→ **About this exercise**
Give an exact copy of every entry.

→ **Data to examine**
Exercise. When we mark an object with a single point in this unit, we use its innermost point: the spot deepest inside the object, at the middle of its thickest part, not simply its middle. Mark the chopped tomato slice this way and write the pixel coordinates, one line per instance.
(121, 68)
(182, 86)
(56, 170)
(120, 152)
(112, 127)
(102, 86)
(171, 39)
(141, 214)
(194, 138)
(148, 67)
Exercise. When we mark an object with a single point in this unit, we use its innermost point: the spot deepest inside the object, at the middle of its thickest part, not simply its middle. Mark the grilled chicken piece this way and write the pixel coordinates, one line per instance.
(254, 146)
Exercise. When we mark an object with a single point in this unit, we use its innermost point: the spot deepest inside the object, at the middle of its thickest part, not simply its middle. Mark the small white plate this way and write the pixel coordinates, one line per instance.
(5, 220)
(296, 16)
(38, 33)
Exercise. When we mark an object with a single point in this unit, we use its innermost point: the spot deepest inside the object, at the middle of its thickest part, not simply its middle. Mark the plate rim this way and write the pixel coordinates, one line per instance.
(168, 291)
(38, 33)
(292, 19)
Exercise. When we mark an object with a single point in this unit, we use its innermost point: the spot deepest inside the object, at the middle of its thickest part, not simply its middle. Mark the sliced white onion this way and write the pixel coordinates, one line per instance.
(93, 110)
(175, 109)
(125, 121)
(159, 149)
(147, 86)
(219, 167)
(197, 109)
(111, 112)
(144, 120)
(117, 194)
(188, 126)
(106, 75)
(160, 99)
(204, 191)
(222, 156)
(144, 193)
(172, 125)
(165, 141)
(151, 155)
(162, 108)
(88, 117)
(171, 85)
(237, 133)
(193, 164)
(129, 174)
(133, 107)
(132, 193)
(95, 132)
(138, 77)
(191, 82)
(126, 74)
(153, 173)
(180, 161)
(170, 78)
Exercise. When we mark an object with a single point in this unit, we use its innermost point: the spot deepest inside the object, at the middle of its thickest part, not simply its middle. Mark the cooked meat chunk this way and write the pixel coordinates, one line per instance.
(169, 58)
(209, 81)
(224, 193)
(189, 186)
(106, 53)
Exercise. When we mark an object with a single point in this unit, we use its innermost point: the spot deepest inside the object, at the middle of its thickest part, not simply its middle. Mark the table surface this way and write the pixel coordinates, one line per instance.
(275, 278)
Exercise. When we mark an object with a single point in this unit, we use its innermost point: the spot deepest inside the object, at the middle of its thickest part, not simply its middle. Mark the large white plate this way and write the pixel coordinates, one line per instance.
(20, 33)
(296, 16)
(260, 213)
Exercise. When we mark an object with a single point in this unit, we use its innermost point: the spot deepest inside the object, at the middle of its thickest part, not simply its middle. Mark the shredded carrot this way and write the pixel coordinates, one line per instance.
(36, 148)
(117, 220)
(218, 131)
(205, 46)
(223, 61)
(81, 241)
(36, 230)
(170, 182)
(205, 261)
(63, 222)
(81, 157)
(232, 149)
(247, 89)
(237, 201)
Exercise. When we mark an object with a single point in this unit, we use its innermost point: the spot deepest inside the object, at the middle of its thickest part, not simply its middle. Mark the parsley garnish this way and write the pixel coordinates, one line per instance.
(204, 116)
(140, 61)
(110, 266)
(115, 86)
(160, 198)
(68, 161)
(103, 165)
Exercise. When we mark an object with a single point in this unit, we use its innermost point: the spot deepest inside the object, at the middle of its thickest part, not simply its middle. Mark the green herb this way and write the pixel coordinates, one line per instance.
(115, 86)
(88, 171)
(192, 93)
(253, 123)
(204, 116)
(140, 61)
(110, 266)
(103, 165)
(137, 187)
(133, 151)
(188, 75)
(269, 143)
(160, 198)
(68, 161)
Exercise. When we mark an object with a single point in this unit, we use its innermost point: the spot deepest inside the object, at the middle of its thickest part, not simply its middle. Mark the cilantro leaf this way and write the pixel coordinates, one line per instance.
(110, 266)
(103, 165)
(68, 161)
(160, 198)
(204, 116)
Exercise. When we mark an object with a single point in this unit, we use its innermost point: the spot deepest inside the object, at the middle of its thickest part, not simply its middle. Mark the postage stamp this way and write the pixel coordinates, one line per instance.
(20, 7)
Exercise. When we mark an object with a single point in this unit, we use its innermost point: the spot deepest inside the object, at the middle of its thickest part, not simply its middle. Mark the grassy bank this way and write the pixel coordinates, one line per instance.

→ **Solution to this task**
Exercise. When we mark an object with a single point in this unit, we use its innermost point: the spot deepest inside the object, at the middle of its thickest part, not simply its middle. Mark the chopped tomato slice this way and write the pixel coordinates, one line per instance.
(121, 68)
(182, 86)
(56, 170)
(120, 152)
(112, 127)
(102, 86)
(171, 39)
(141, 214)
(194, 138)
(148, 67)
Exercise. When we mark an object with a single point in this unit, we use its innermost point: the spot deepest inside the object, at the middle of its thickest part, not simply its middle. Mark the grilled chicken piece this way and write the pixel coordinates, one line per instance.
(254, 146)
Exercise. When we mark an object with a single point in this unit, we use its innermost point: the spot deepest inside the object, at the middle of its thickest part, not simply its middle. Mark the small white plate this way and write the pixel coordinates, one line per instance.
(5, 220)
(296, 16)
(38, 33)
Exercise. When we mark an object with a single point in this unit, we use its innermost point: the spot deepest inside the object, at the middle of its thickest part, not simply its middle. Mark the plate rim this way and write the pixel coordinates, one line per instance.
(168, 291)
(38, 33)
(292, 19)
Exercise. When we mark an object with a single point in this unit, we use its innermost point: the spot deepest inside the object, at the middle of its thickest part, not simply its middle. Mark the sliced white onion this way and write the pixel coordinates, one line per instance.
(93, 110)
(175, 109)
(125, 121)
(159, 149)
(147, 86)
(219, 167)
(197, 109)
(111, 112)
(144, 120)
(117, 194)
(188, 126)
(106, 75)
(160, 99)
(204, 191)
(222, 156)
(144, 193)
(172, 125)
(165, 141)
(151, 155)
(162, 108)
(88, 117)
(171, 85)
(237, 133)
(193, 164)
(129, 174)
(133, 107)
(132, 193)
(95, 132)
(138, 77)
(191, 82)
(126, 74)
(153, 173)
(180, 161)
(170, 78)
Exercise. When we mark an object with a single point in this unit, we use its innermost point: the spot deepest inside the object, at the middle of its thickest part, not simply its middle. Mark the cooked meat chunk this way and write the pixel coordinates, one line per instance.
(169, 58)
(209, 81)
(224, 193)
(189, 186)
(106, 53)
Exercise. When we mark an object with a single point in this unit, we use its innermost point: the spot deepest inside the object, at the middle of its thickest part, not simply its middle. Mark the table surface this way and write the pixel coordinates, one line per instance.
(275, 278)
Exercise. When we mark an object with a single point in this unit, we use its innermost point: the spot deepest inside the object, at the middle of its thickest part, not simply its middle. Mark the large white plate this way and write the pixel coordinates, one line per instance.
(20, 33)
(296, 16)
(260, 213)
Exercise. When we mark an object with a single point in this unit, we use its innermost point: the spot deepest inside the object, at the middle of its thickest part, not simply its middle. Mark the shredded carrot this way and write the pixel coordinates, one line per instance.
(36, 148)
(117, 220)
(218, 131)
(205, 46)
(223, 61)
(81, 241)
(36, 230)
(170, 182)
(205, 261)
(63, 222)
(81, 157)
(232, 149)
(247, 89)
(237, 201)
Exercise. When we mark an object with a single point in this unit, we use its innermost point: the spot deepest inside the object, at the middle of its thickest part, not simply its middle. Mark the parsley garnish this way and write the pixel coordinates, one line per instance.
(204, 116)
(140, 61)
(110, 266)
(115, 86)
(160, 198)
(68, 161)
(103, 165)
Exercise. When we mark an object with a single point in this unit, we use its innermost point: the spot deepest inside the object, at the middle of its thickest part, not simply its middle. Mark the green herb this way and write the pixel coordinates, one line per instance.
(115, 86)
(88, 171)
(192, 93)
(253, 123)
(204, 116)
(140, 61)
(110, 266)
(103, 165)
(137, 187)
(133, 151)
(188, 75)
(269, 143)
(160, 198)
(68, 161)
Exercise. When we mark an object with a single point in this unit, we use its innermost point: the spot deepest inside the object, at the middle of its thickest part, not simply its middle. Mark the cilantro leaf this way and write the pixel coordinates, one line per instance.
(110, 266)
(103, 165)
(68, 161)
(160, 198)
(204, 116)
Exercise. When we mark an object with a single point in this unit, we use its innermost point: the spot deepest inside the object, at the middle of its thickest part, not simply its middle. Mark the postage stamp this way and write the pixel coordinates, one line per instance.
(20, 7)
Exercise. When we mark an object with a single point in this unit, we use its innermost point: the spot deepest inside the object, at the middle of its thickest part, not simply its middle. Mark the grassy bank this way and write the pixel coordinates, one line per instance.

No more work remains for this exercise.